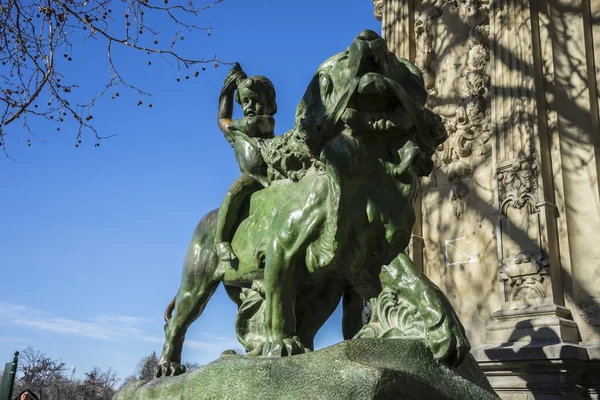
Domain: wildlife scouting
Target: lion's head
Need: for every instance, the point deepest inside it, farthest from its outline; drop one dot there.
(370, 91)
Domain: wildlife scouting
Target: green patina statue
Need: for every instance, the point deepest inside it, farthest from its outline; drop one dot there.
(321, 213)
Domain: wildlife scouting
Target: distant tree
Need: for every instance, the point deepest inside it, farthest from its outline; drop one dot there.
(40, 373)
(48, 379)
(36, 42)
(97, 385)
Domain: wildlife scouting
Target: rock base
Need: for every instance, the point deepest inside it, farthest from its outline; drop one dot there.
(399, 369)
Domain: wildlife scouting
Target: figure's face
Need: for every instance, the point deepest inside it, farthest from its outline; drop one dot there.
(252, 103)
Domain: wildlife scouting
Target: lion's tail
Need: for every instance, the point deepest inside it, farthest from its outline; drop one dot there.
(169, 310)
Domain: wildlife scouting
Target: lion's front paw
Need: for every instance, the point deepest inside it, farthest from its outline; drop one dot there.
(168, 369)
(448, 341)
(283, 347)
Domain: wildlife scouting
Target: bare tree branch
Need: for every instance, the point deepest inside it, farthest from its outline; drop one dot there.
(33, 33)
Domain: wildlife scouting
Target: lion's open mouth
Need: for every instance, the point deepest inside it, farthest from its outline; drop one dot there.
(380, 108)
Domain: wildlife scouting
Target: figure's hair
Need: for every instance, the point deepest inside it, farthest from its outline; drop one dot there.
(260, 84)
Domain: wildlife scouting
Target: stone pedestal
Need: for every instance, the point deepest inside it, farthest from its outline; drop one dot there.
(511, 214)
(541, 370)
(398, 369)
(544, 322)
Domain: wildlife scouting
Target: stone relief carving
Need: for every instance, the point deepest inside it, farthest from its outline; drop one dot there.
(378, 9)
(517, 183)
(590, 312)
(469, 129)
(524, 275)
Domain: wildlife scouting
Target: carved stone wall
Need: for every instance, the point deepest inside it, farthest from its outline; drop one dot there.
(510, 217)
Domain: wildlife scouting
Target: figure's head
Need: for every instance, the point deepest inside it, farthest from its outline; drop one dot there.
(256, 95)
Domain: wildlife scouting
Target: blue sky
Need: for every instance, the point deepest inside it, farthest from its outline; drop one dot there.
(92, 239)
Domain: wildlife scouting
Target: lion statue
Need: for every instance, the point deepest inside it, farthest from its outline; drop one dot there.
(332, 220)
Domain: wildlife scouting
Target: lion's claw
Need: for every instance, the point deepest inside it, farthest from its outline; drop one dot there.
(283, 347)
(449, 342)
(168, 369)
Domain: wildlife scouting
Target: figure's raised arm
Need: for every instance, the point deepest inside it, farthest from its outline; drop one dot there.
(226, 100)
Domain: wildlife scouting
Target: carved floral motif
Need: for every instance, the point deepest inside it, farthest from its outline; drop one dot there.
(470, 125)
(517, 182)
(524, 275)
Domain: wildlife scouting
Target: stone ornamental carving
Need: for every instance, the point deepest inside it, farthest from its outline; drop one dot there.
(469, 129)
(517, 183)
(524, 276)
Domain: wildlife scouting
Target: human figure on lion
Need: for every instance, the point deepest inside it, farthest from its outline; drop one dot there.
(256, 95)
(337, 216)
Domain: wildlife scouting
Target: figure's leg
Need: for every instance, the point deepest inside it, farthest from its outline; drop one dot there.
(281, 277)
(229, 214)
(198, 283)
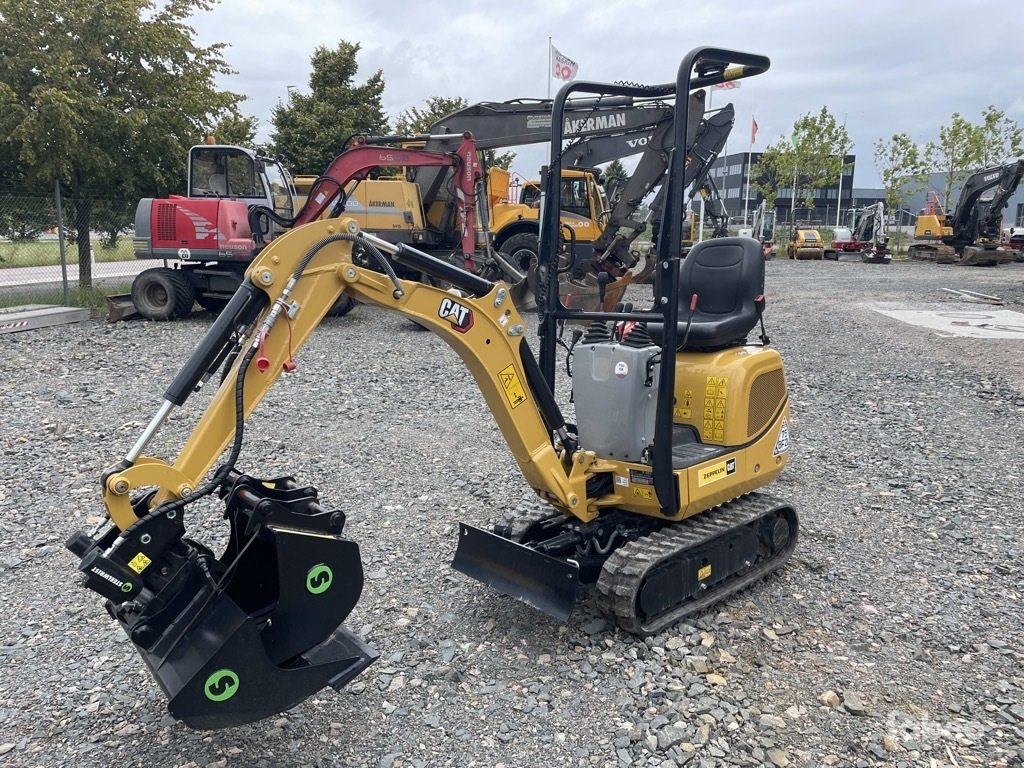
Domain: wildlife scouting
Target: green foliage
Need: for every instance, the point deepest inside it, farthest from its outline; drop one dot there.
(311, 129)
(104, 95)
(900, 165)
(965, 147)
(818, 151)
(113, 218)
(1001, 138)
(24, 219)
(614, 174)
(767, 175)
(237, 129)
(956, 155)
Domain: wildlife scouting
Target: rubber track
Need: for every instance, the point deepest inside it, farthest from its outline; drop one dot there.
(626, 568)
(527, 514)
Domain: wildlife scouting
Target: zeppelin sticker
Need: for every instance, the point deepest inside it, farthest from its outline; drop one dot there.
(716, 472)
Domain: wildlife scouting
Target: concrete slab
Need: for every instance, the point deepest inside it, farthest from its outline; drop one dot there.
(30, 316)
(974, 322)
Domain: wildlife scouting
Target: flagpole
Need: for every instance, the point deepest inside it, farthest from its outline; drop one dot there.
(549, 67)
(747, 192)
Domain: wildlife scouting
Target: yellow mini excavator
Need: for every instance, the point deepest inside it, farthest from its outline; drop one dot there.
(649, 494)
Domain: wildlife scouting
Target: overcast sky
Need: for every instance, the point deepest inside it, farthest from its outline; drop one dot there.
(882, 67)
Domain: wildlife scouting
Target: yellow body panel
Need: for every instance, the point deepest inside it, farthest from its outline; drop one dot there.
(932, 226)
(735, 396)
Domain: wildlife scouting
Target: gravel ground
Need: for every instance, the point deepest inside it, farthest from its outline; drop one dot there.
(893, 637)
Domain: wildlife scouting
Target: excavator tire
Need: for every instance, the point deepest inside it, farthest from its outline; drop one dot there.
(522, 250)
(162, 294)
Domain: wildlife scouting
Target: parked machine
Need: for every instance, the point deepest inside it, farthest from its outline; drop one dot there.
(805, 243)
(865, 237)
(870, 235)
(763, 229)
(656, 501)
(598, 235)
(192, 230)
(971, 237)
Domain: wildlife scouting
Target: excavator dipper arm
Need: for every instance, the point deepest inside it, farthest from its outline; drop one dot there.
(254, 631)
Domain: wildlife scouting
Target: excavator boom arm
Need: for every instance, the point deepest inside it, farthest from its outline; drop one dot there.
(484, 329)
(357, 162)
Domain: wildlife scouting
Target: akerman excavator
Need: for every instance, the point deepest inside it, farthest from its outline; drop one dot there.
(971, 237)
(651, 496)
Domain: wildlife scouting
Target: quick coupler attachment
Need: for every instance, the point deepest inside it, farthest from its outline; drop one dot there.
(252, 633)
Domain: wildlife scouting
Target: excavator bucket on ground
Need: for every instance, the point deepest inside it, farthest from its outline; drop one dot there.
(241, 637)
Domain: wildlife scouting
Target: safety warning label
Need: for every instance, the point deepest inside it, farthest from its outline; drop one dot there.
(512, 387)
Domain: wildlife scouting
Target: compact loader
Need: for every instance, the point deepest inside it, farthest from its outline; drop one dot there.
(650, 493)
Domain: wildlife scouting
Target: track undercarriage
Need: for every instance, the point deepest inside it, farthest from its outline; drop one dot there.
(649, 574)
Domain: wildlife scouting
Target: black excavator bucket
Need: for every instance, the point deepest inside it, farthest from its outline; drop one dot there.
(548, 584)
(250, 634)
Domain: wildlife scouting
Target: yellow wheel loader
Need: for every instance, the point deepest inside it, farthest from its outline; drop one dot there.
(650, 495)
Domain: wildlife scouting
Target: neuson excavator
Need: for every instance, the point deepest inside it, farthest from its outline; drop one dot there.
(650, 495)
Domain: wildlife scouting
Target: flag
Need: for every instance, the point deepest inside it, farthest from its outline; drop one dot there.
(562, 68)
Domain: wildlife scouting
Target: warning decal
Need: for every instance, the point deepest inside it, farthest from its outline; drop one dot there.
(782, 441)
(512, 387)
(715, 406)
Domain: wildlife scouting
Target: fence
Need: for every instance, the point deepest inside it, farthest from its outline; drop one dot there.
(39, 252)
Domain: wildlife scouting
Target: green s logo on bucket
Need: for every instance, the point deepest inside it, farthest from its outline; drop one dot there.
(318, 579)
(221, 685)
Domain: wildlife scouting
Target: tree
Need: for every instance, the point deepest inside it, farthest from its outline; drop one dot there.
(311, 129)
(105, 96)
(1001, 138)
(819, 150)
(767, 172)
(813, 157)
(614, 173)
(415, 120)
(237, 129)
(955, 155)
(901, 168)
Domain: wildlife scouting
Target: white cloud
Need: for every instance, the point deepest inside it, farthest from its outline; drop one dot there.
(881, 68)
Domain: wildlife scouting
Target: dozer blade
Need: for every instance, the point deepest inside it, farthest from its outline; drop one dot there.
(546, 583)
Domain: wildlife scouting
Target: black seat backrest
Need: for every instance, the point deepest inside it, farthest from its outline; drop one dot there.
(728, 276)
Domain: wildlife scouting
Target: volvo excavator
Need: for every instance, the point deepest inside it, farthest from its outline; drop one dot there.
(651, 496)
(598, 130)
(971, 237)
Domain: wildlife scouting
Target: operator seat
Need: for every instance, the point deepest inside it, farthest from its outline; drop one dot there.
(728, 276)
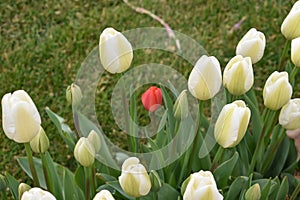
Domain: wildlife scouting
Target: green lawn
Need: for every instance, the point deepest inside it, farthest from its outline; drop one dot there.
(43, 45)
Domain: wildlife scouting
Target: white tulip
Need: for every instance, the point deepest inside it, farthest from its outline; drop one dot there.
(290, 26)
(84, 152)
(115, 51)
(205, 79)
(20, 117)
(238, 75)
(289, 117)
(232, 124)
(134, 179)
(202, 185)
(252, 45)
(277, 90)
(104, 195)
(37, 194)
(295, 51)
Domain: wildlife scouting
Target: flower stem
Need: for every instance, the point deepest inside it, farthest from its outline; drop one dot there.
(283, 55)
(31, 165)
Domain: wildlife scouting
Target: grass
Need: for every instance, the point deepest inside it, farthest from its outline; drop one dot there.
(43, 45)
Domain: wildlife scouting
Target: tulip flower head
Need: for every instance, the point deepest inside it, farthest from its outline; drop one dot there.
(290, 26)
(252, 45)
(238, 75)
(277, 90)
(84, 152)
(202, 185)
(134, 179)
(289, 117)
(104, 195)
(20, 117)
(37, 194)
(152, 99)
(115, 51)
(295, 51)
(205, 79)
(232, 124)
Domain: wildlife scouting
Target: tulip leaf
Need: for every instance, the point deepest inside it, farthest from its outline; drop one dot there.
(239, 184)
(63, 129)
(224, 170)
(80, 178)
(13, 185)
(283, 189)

* _Short task_
Copy out every line of the entries above that contains the word "flower". Case counts.

* _Final answer_
Target: flower stem
Target: tulip flower head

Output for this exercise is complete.